#### Selected passage:
--- START ---

Cellectis
- Company type: Société Anonyme
- Traded as: Euronext Paris: ACLS; Euronext Growth; Nasdaq: CLLS (ADR);
- ISIN: FR0010425595
- Industry: Biotechnology, genome engineering, oncology
- Founded: 1999
- Headquarters: Paris XIIIème (France);
- Key people: André Choulika (CEO)
- Products: Engineered CAR T-cells; TALEN technology;
- Website: cellectis.com

= Cellectis =

French biopharmaceutical company

Cellectis is a French biopharmaceutical company. It develops genome-edited chimeric antigen receptor T-cell technologies for cancer immunotherapy. It has offices in Paris, New York City, and Raleigh, North Carolina.

== History ==
Cellectis was founded by André Choulika in 1999. It built up a successful business based on the use of Meganuclease in genome engineering. Cellectis became a publicly traded company in 2007, and raised €21.2 million in a stock offering on Euronext. In 2010, it acquired Cyto Pulse, which had developed a new electroporation technology, and in 2011 it paid €28 million for Cellartis, a Swedish biotechnology company. In January 2011 the company licensed TALEN gene-editing technology from Iowa State University and the University of Minnesota. The company employed nearly 300 people in early 2014.

With the advent of the CRISPR (clustered regularly interspaced short palindromic repeat) genome editing technique, the Cellectis meganuclease technology became uneconomic, and by 2013 the company was close to bankruptcy. It restructured, closed laboratories and reduced staff, and shifted research emphasis toward CAR-T technologies for cancer immunotherapy. Early in 2014 it reached a substantial financing deal with Servier, and later in the same year made a much larger agreement with Pfizer and Allogene.

--- END ---

#### Information supplied:
--- START ---

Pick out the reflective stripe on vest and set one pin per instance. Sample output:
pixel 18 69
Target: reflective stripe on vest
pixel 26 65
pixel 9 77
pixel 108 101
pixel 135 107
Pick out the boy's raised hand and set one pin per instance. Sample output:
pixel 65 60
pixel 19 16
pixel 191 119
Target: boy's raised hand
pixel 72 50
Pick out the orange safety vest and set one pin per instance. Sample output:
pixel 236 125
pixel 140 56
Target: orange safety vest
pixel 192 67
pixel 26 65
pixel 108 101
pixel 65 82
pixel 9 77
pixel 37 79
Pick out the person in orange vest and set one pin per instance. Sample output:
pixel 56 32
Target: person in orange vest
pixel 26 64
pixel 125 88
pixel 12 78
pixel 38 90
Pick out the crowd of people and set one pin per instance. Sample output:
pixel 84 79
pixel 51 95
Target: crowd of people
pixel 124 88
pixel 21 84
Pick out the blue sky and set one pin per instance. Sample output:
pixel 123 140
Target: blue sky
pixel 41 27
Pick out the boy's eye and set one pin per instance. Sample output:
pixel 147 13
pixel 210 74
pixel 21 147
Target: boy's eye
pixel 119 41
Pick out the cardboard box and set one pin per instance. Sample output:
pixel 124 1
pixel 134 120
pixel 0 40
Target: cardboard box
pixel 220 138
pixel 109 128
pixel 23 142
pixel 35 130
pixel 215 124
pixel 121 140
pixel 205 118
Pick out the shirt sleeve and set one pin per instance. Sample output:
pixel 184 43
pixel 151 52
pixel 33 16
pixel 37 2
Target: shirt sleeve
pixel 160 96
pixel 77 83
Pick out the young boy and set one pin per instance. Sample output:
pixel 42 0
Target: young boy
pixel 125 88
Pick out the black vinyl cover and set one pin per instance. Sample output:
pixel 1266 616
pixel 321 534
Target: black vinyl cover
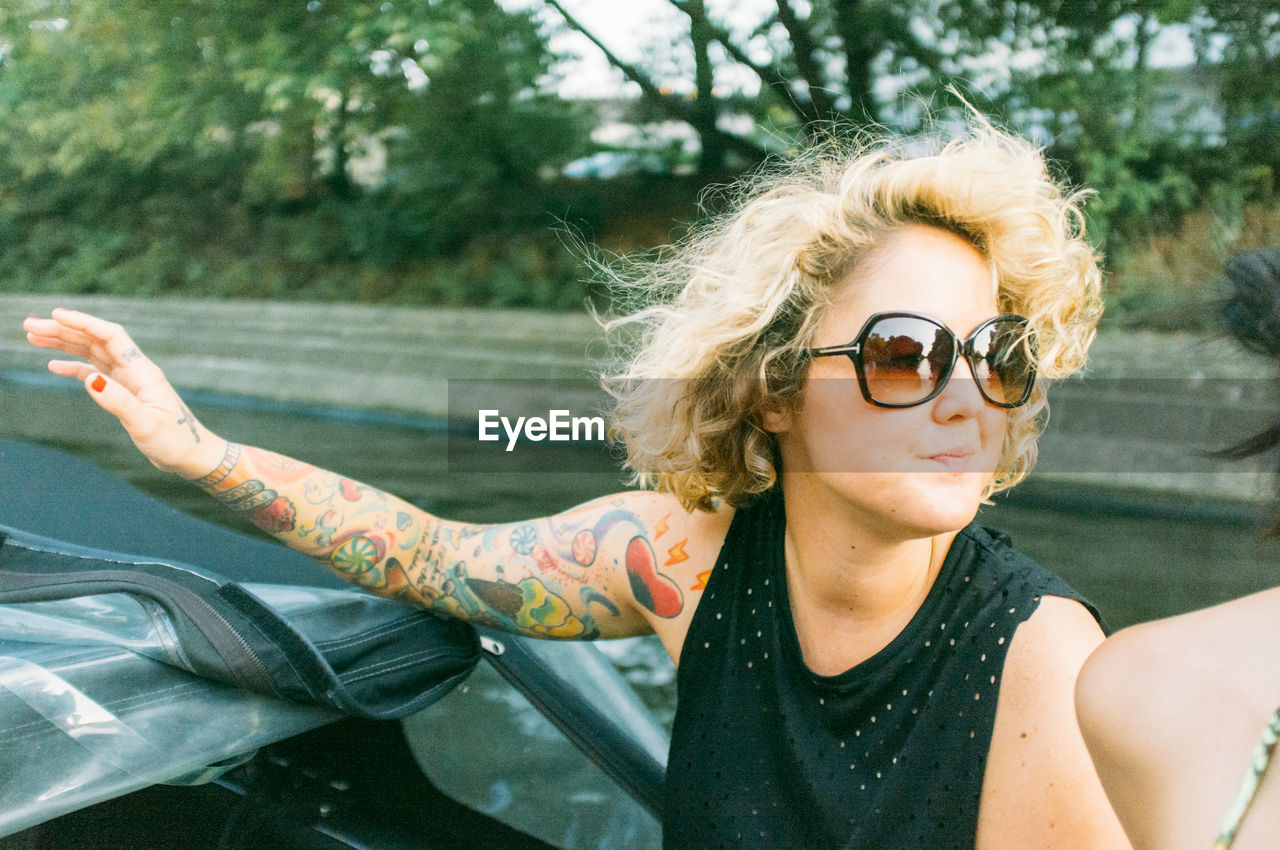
pixel 62 526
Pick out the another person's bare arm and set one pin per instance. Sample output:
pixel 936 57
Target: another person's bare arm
pixel 1041 789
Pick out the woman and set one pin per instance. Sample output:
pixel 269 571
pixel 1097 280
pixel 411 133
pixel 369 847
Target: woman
pixel 859 666
pixel 1182 714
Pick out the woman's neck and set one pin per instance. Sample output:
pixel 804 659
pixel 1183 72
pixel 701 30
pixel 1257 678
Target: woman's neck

--- END ---

#### Your assignment:
Answer these questions from the Cellectis article:
1. In which cities does Cellectis have offices?
2. How much did the company pay for Cellartis in 2011?
3. With which company did Cellectis reach a substantial financing deal early in 2014?

#### Answer to the problem:
1. Paris, New York City, and Raleigh, North Carolina
2. €28 million
3. Servier